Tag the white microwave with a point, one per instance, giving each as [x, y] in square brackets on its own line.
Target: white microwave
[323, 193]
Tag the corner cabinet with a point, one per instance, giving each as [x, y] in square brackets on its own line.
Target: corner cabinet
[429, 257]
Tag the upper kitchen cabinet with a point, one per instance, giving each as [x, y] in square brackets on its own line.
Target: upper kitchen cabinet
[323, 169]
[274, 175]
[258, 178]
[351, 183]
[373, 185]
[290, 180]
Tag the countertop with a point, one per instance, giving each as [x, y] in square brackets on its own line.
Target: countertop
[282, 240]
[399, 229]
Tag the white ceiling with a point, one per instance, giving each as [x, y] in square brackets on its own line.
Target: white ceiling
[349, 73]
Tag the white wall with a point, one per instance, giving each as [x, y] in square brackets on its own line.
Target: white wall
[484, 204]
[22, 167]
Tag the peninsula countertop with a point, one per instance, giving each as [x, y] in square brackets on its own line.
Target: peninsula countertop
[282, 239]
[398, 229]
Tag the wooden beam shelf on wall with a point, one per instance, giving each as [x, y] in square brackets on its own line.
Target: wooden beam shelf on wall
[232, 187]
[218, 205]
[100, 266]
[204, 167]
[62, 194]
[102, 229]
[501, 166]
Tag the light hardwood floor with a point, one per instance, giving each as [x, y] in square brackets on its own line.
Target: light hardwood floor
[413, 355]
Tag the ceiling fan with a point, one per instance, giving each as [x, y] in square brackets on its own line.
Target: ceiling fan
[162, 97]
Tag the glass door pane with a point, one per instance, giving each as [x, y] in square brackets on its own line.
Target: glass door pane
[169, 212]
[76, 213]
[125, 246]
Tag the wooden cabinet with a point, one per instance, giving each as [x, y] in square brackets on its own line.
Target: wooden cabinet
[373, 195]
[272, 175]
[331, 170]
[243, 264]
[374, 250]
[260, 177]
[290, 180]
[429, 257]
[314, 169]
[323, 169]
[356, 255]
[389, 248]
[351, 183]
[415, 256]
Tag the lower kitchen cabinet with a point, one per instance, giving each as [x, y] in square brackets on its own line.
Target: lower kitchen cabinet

::::::

§ Your goal: Transcribe every entry verbatim.

§ Written response:
Tag the white microwave with a point, one per instance, giving each as [x, y] in square brackets on its own line.
Target: white microwave
[323, 193]
Tag the corner cabinet with a point, one per instance, giving each as [x, y] in square brackets on its own line.
Target: corner cabinet
[429, 257]
Tag the upper kitchen cabinet with a point, one per instance, giving each as [x, y] in square brackets on its own line.
Target: upper kitchen cabinet
[323, 169]
[274, 175]
[258, 178]
[351, 183]
[373, 185]
[290, 180]
Tag the countertop with a point, one per instance, giving each as [x, y] in square brackets on its own line.
Target: countertop
[282, 240]
[399, 229]
Tag the white ceiling with a point, one per instance, giving each as [x, y] in square brackets on its own line.
Target: white ceiling
[349, 73]
Tag the white wall with a point, one per instance, giving each as [x, y] in square brackets on its own line.
Target: white wall
[484, 204]
[22, 167]
Tag the peninsula countertop with a point, one per instance, giving each as [x, y] in square brackets on its own line.
Target: peninsula countertop
[282, 239]
[398, 229]
Tag the wooden beam shelf on wall with a point, one per instance, giving each as [x, y] in square brackets on its own line.
Target: wooden beam shelf on wall
[232, 187]
[218, 205]
[100, 266]
[204, 167]
[62, 194]
[102, 229]
[501, 166]
Tag the light hardwood floor with a point, one per instance, giving each as [x, y] in square brackets on its own line.
Target: light hardwood floor
[413, 355]
Tag the ceiling fan with a point, one per instance, giving each as [x, y] in square brackets on its own line.
Target: ceiling fan
[162, 97]
Tag the glass door pane with a point, one per instance, giving each as [x, y] in square brackets on its own line.
Target: glass door pane
[169, 212]
[76, 213]
[125, 246]
Tag the wooden cabinet with a point, one per instance, giving each as [x, y] in square brackets on its own line.
Target: wooden cabinet
[373, 195]
[272, 175]
[331, 170]
[243, 264]
[374, 250]
[260, 177]
[290, 180]
[429, 257]
[314, 169]
[323, 169]
[356, 255]
[389, 248]
[351, 183]
[415, 256]
Tag the lower kitchen cabinet with a point, one per instance, giving each as [x, y] in square brackets on its own line.
Target: lower kitchen cabinet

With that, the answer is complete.